* _Description of the task_
In the entries that follow, the line with "Feeder-station tally: put one point on each instance of the mesh" opens the range and the line with "Feeder-station tally: put one point on each instance of the ear" closes it; repeat that range exactly, both lines included.

[Extracted data entries]
:::::
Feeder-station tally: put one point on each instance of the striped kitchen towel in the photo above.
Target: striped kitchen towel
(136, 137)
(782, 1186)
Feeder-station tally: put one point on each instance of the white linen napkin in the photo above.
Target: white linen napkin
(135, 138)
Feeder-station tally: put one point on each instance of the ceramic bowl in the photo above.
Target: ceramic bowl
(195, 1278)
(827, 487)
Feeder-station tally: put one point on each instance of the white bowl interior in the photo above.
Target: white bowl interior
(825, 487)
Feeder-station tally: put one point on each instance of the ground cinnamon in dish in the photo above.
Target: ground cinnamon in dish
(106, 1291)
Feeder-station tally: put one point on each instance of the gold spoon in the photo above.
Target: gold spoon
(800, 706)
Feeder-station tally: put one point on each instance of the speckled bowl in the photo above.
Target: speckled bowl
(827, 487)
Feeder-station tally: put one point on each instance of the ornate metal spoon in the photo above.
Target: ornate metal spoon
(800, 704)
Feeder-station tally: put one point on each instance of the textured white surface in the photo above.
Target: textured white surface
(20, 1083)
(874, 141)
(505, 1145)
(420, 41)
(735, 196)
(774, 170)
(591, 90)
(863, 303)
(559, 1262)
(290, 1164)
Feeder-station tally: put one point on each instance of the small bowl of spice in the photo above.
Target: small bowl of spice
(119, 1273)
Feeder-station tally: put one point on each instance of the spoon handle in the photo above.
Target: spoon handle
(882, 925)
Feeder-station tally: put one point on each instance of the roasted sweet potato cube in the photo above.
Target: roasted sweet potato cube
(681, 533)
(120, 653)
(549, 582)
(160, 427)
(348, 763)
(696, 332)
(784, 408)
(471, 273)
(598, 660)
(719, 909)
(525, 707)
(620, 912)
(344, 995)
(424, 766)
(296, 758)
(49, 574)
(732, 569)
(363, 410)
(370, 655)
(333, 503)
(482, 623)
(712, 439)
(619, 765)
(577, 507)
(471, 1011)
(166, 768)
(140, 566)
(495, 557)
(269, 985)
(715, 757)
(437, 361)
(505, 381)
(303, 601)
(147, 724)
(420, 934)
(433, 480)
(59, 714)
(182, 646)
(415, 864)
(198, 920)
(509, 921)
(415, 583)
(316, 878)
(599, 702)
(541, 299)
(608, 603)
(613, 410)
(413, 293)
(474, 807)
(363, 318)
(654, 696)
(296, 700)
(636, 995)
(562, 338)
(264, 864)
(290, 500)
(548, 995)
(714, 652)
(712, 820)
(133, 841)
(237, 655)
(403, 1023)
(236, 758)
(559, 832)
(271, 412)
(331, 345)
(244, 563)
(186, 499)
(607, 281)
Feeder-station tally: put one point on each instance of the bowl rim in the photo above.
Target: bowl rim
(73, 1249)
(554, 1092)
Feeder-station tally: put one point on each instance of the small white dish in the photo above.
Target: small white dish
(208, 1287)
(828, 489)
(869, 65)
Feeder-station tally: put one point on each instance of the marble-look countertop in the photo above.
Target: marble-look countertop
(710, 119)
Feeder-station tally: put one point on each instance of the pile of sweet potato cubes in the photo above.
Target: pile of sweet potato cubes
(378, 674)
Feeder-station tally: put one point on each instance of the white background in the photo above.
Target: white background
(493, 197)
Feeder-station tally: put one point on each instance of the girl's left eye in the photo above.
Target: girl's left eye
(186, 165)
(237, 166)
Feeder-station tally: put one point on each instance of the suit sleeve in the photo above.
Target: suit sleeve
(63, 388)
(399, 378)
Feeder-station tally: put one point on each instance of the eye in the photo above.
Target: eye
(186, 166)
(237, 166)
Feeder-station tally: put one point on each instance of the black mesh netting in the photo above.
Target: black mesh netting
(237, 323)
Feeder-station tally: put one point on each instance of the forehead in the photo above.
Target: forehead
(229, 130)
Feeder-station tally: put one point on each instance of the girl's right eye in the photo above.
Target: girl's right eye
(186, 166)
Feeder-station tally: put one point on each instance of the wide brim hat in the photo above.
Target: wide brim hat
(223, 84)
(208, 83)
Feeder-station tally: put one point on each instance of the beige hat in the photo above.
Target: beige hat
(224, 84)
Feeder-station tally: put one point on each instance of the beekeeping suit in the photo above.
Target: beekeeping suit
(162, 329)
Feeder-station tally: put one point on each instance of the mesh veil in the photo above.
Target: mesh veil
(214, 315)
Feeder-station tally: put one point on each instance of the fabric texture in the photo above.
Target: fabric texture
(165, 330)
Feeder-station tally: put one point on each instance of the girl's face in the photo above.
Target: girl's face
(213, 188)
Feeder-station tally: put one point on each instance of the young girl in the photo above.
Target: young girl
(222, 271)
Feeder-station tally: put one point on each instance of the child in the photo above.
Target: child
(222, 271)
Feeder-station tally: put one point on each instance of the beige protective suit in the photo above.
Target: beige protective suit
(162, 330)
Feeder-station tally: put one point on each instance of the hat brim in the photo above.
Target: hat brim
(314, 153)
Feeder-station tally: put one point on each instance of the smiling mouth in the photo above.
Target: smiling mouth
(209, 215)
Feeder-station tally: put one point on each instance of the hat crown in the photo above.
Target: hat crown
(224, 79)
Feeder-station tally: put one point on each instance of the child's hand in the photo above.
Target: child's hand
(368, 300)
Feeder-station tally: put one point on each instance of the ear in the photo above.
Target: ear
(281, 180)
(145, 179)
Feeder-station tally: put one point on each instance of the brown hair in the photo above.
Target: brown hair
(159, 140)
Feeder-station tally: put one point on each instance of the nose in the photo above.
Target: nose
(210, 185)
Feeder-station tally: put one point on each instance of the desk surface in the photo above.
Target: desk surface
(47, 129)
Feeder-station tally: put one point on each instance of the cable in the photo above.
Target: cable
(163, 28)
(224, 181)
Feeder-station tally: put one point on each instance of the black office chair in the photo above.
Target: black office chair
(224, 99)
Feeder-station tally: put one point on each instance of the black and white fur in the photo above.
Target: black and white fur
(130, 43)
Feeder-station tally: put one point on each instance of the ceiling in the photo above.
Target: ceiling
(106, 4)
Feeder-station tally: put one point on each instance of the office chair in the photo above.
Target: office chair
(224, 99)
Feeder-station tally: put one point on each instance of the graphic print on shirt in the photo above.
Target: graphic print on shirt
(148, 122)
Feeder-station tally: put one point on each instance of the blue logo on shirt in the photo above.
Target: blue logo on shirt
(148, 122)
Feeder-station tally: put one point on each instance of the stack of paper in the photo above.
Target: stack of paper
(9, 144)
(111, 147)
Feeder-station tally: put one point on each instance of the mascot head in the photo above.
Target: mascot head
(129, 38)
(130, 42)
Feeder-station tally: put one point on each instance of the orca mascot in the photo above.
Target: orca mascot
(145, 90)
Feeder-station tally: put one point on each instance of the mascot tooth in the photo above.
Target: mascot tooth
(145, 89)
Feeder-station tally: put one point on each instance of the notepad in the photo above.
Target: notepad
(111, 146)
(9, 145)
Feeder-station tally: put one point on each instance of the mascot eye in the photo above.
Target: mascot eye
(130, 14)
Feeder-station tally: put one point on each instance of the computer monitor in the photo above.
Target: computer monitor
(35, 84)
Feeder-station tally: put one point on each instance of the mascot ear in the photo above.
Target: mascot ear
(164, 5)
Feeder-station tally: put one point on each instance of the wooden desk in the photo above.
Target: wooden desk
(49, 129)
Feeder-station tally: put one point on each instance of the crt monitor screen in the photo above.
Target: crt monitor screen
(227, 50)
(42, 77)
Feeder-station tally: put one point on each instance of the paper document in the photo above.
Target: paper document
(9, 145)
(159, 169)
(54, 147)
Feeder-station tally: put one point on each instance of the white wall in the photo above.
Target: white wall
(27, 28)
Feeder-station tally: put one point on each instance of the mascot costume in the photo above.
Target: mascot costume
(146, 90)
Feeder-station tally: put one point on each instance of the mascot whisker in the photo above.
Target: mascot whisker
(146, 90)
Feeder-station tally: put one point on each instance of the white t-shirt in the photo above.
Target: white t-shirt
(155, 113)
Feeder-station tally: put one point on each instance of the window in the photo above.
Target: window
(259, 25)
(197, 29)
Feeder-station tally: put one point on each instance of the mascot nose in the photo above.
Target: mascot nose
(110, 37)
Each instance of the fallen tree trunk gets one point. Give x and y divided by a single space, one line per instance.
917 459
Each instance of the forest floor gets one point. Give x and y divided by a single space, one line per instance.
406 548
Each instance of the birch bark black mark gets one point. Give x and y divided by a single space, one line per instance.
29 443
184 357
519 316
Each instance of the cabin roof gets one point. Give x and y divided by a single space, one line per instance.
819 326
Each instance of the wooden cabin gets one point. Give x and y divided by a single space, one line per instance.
:::::
* _Reply_
Feeder-station tally: put one point on each instance of the mesh veil in the photo above.
Target: mesh veil
(214, 315)
Feeder-station tally: put one point on each instance of the fabric texture in the photo above.
Target: fabric texture
(165, 330)
Feeder-station tally: put one point on each instance of the girl's face in the photo above.
Target: girl's face
(213, 188)
Feeder-station tally: put one point on each instance of the young girl in the photo above.
Target: young girl
(222, 271)
Feeder-station tally: put one point on each instance of the child in the photo above.
Target: child
(222, 271)
Feeder-station tally: put one point on each instance of the beige protective suit in the photo above.
Target: beige protective suit
(162, 330)
Feeder-station tally: put one point on each instance of the hat brim in the photo above.
Target: hat brim
(314, 153)
Feeder-station tally: put one point on each instance of the smiling mouth in the photo above.
Target: smiling mouth
(209, 215)
Feeder-station tally: put one point on each instance of the hat crown in the photo above.
Target: hat crown
(224, 79)
Feeder-station tally: put one point on each instance of the child's hand in the photo above.
Target: child's hand
(368, 300)
Feeder-station tally: put one point on each instance of the ear in the photo above.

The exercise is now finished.